Begin
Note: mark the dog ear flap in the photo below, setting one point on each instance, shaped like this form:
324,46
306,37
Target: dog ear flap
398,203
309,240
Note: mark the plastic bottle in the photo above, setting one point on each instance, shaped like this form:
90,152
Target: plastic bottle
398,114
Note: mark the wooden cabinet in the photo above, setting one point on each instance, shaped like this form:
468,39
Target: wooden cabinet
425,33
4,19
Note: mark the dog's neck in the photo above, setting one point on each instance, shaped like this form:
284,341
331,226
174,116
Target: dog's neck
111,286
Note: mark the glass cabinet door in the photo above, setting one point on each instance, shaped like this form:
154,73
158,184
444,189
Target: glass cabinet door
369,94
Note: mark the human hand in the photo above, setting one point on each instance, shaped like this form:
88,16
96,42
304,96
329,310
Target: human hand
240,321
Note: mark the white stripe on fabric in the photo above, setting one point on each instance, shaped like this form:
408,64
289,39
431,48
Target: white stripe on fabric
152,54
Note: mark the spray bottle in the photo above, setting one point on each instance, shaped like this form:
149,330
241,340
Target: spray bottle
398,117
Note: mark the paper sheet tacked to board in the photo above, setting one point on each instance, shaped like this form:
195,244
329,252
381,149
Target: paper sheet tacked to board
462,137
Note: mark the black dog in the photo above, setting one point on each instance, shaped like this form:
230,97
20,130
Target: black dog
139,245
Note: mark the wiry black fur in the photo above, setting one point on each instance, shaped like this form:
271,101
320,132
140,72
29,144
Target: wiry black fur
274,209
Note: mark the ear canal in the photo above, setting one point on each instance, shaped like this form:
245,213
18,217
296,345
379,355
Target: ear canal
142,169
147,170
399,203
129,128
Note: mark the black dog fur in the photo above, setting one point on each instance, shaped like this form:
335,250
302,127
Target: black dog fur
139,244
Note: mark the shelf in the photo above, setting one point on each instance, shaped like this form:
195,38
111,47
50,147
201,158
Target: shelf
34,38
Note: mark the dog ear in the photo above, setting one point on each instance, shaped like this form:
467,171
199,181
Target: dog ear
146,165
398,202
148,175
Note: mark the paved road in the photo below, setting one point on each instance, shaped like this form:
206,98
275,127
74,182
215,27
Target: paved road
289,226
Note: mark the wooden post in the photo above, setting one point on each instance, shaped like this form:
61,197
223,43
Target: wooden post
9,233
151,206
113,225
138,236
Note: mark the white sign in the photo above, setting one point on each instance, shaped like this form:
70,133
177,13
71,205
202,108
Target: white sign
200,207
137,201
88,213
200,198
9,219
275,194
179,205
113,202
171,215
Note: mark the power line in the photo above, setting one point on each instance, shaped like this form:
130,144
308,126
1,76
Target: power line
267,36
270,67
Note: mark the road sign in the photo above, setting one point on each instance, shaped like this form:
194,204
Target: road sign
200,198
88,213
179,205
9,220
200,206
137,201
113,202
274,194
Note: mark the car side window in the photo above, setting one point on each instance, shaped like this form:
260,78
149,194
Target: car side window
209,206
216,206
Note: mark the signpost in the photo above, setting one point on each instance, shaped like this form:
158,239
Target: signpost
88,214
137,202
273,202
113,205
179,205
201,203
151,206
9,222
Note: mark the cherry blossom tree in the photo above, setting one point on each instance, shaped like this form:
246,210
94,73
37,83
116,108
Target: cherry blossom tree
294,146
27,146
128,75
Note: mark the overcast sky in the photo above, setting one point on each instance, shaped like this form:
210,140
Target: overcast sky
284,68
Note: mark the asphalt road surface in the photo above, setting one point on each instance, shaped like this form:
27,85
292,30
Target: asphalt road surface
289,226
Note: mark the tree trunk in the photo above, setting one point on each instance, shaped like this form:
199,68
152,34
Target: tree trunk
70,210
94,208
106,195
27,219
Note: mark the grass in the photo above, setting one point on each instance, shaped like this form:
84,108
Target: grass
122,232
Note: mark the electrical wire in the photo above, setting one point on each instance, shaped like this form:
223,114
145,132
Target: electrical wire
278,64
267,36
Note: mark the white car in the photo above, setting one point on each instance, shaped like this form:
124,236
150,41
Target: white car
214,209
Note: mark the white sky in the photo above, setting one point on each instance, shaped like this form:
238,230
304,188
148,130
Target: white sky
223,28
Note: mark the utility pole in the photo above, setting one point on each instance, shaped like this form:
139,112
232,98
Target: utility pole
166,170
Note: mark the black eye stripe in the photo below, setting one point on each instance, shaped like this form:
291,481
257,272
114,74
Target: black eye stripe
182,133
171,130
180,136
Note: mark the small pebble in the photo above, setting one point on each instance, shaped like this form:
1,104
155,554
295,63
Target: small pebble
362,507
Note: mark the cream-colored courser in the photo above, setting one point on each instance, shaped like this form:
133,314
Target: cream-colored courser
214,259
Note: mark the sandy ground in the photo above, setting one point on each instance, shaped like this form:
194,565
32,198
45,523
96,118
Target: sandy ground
End
Goal of the exercise:
Write out every line from the records above, word for word.

Worked solution:
Note: mark the dog ear flap in the photo below, setting one point on each instance, shaped like this form:
324,46
306,37
Target: dog ear flap
398,203
309,240
Note: mark the plastic bottle in the photo above, setting one point on each instance, shaped like this form:
90,152
Target: plastic bottle
398,114
Note: mark the wooden cabinet in the photo above, setting one point on each instance, shaped like this form:
468,39
Target: wooden cabinet
425,33
4,19
Note: mark the dog's neck in the photo above, setting one point on each instance, shaped like this form:
284,341
331,226
174,116
Target: dog's neck
111,286
Note: mark the glass cabinet door in the photo above, setting one point on each instance, shaped like this form:
154,73
158,184
444,189
Target: glass cabinet door
369,94
Note: mark the human hand in the photo above, setting one point on each instance, shaped like this form:
88,16
96,42
304,96
329,310
Target: human hand
240,321
Note: mark the white stripe on fabric in the photo above, setting one point on each instance, shaped like this form:
408,64
289,39
431,48
Target: white stripe on fabric
152,54
Note: mark the spray bottle in the photo above, setting one point on each instance, shaped like this form:
149,330
241,340
Target: spray bottle
398,117
Note: mark the paper sheet tacked to board in the photo above, setting one point on each instance, shaped like this form:
195,244
329,252
381,149
Target: paper sheet tacked to board
462,137
Note: mark the black dog in the photo above, setting one point on each instance, shaped like this form:
230,97
20,130
Target: black dog
139,245
Note: mark the wiry black fur in the photo above, setting one point on each instance, shaped like this form:
271,101
320,132
140,72
29,144
Target: wiry black fur
274,209
Note: mark the ear canal in the photo above, setting one point on each instance, shaped like this form:
245,213
18,217
296,345
379,355
Target: ear canal
142,169
147,170
399,203
129,128
Note: mark the black dog fur in the photo above, setting one point on each instance, shaped like this form:
335,250
302,127
Target: black dog fur
139,244
Note: mark the shelf in the photo above, setting one point on each instance, shaped like this form:
195,38
111,47
50,147
201,158
Target: shelf
34,38
Note: mark the dog ear in the photo above, setting one point on each instance, shaped like this form:
467,171
199,181
Target: dog ear
146,165
398,202
148,175
Note: mark the paved road in the photo below, setting one point on each instance, shaped like this form:
206,98
275,127
74,182
215,27
Target: paved road
289,226
Note: mark the wooden post in the photo above, setting one point on each instance, shaped like this form:
61,197
223,43
Target: wooden post
9,233
151,206
113,225
138,236
Note: mark the white sign in the photo above, setting one point on each instance, shaped like this form:
70,133
177,13
71,205
202,108
Target: white sign
200,207
137,201
88,213
200,198
9,219
275,194
179,205
113,202
171,215
Note: mark the power line in the photo above, setting one point on each instance, shaped like this form:
130,144
308,126
1,76
Target: power line
267,36
270,67
Note: mark the road sign in the photo above, setting one point on each instance, shaped like this form:
194,204
Target: road sign
200,198
88,213
179,205
9,220
200,206
137,201
113,202
274,194
Note: mark the car side window in the photo above, setting one point on each instance, shaped like this form:
260,78
149,194
Target: car side window
209,206
216,206
Note: mark the signpost in the photo above, setting one point on each instance, shaped like this form:
158,239
Target: signpost
88,214
137,202
273,202
113,205
179,205
201,203
151,206
9,222
Note: mark the cherry blossom tree in the photo above, setting one point on each instance, shaped like this form:
246,210
94,73
37,83
116,108
Target: cherry blossom tree
294,146
27,146
128,75
Note: mark the overcast sky in the photo above, setting one point on each instance, shaped like this form:
210,140
Target: overcast sky
284,68
Note: mark the asphalt road surface in the photo above, setting one point on each instance, shaped like this form:
27,85
292,30
Target: asphalt road surface
289,226
Note: mark the tree trunk in the photo above, setting one point on each instance, shaped like this form:
199,68
152,34
Target: tree trunk
70,210
94,208
106,195
27,219
Note: mark the grass in the photo above, setting one point on each instance, shaped like this form:
84,108
Target: grass
122,232
Note: mark the electrical wire in the photo above, setting one point on each instance, shaped like this form:
223,114
145,132
Target: electrical wire
278,64
267,36
Note: mark the white car in the photo above, setting one point on each instance, shaped like this form:
124,236
150,41
Target: white car
214,209
Note: mark the white sky in the photo above, setting one point on each instance, shaped like this form:
238,230
304,188
148,130
Target: white sky
223,28
Note: mark the utility pole in the photo above, setting one point on each instance, shaped like this form:
139,112
232,98
Target: utility pole
166,170
Note: mark the black eye stripe in the photo below, setting one point on each instance, shaped like this form:
291,481
257,272
114,74
Target: black eye stripe
182,133
171,130
180,136
Note: mark the small pebble in the photo above, setting one point on each instance, shaped like this form:
1,104
155,554
295,63
Target: small pebble
362,507
Note: mark the cream-colored courser in the photo above, setting one point on each instance, shaped like this form:
133,314
Target: cream-colored courser
214,259
Note: mark the sandy ground in the photo above, setting one point on each instance, shaped like this form:
194,565
32,198
45,523
96,118
Target: sandy ground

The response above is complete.